• [Rows from a dataset]:
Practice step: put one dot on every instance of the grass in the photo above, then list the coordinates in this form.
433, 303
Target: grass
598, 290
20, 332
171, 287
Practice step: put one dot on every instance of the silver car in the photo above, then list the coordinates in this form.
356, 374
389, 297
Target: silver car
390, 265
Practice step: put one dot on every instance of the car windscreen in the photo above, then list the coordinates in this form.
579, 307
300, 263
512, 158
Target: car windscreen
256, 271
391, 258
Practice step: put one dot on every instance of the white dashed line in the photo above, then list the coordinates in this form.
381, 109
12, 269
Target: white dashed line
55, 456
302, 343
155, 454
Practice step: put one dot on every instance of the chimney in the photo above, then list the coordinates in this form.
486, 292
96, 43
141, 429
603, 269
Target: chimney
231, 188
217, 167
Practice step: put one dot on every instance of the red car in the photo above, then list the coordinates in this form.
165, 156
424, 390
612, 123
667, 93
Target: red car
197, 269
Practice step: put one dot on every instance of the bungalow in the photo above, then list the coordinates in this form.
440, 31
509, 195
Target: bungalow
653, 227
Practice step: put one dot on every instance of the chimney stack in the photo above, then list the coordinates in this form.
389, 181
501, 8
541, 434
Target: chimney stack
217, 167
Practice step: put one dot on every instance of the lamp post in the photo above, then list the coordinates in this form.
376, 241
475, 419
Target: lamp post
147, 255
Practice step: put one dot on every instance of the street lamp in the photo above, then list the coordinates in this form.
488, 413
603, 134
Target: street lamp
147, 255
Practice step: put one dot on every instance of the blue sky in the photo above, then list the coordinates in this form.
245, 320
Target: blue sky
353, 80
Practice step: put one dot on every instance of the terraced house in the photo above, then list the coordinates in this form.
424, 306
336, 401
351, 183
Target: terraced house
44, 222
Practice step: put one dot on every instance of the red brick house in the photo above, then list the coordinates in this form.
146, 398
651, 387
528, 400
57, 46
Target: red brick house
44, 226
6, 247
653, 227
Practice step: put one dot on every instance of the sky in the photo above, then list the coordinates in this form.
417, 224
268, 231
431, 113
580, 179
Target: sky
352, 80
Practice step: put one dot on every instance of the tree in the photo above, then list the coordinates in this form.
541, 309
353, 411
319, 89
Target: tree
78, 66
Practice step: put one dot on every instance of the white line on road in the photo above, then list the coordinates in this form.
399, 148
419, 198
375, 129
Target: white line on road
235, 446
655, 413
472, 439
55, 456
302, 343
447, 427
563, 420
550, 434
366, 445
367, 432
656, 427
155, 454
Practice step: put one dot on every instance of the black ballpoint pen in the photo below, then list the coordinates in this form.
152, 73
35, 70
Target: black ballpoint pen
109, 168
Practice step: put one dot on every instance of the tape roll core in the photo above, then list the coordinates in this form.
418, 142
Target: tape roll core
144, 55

• [To be done]: Show the data once more, exactly as it was written.

• [Exercise result]:
Practice step: put one dot on every instance of the grass in the photo above, then list the coordinates in this form.
433, 303
Target: grass
598, 290
20, 332
171, 287
Practice step: put one dot on every instance of the silver car in the photo above, then list the coordinates in this form.
356, 374
389, 297
Target: silver car
390, 265
Practice step: put one dot on every instance of the car windscreen in the photo above, then list the coordinates in this form.
579, 307
300, 263
512, 158
Target: car windscreen
256, 271
391, 258
Practice step: put one dot on every instance of the white dashed line in the photo above, then list the coordinates in this form.
381, 109
12, 269
Target: white dashed line
55, 456
302, 343
155, 454
Practice step: put one dot on every instance of the chimney in the photo above, then list the coordinates in this form.
486, 292
96, 43
141, 429
603, 269
Target: chimney
231, 188
217, 167
Practice step: put one dot on every instance of the red car in the photo above, then list the coordinates in this form.
165, 156
424, 390
612, 123
667, 93
Target: red car
197, 269
Practice step: put one dot on every instance of the bungalow in the photo above, then list the coordinates in this form.
440, 31
509, 195
Target: bungalow
653, 227
Practice step: put one dot on every instance of the chimney stack in the photo above, then list the coordinates in this form.
389, 181
501, 8
541, 434
Target: chimney stack
217, 167
Practice step: put one dot on every instance of the lamp post in the photo above, then list the coordinates in this form.
376, 241
475, 419
Target: lamp post
147, 255
Practice step: put one dot on every instance of the street lamp in the photo above, then list the coordinates in this form.
488, 413
603, 134
Target: street lamp
147, 255
Practice step: put one dot on every instance of the blue sky in the photo above, then list the coordinates in this form.
245, 320
Target: blue sky
353, 80
Practice step: put one dot on every instance of the terraced house in the photo above, then list the coordinates in this form.
424, 306
336, 401
351, 183
Target: terraced house
44, 222
Practice step: put one dot on every instance of the red brick house in the photo above, then list the coordinates in this form.
146, 398
651, 387
528, 400
57, 46
Target: red brick house
44, 226
6, 247
653, 227
Practice step: put one dot on every instance of the sky in the photo above, then list the coordinates in this form.
417, 224
268, 231
431, 113
580, 179
Target: sky
352, 80
Practice step: put one dot on every instance of the tree in the photo above, then list the coordinates in this form.
541, 309
353, 411
319, 89
Target: tree
78, 66
Practice step: put one dot on every instance of the white line on road in the photo above, then list the coordinates in this form.
399, 148
419, 198
375, 129
Target: white line on road
235, 446
655, 413
472, 439
55, 456
302, 343
447, 427
563, 420
550, 434
366, 445
367, 432
656, 427
155, 454
Practice step: put one dot on every instance of the black ballpoint pen in the photo below, then list the coordinates in this form.
152, 73
35, 70
Target: black ballpoint pen
109, 168
Practice step: put one dot on every instance of the tape roll core in the photo above, then list the coordinates in this form.
418, 142
Target: tape roll core
144, 55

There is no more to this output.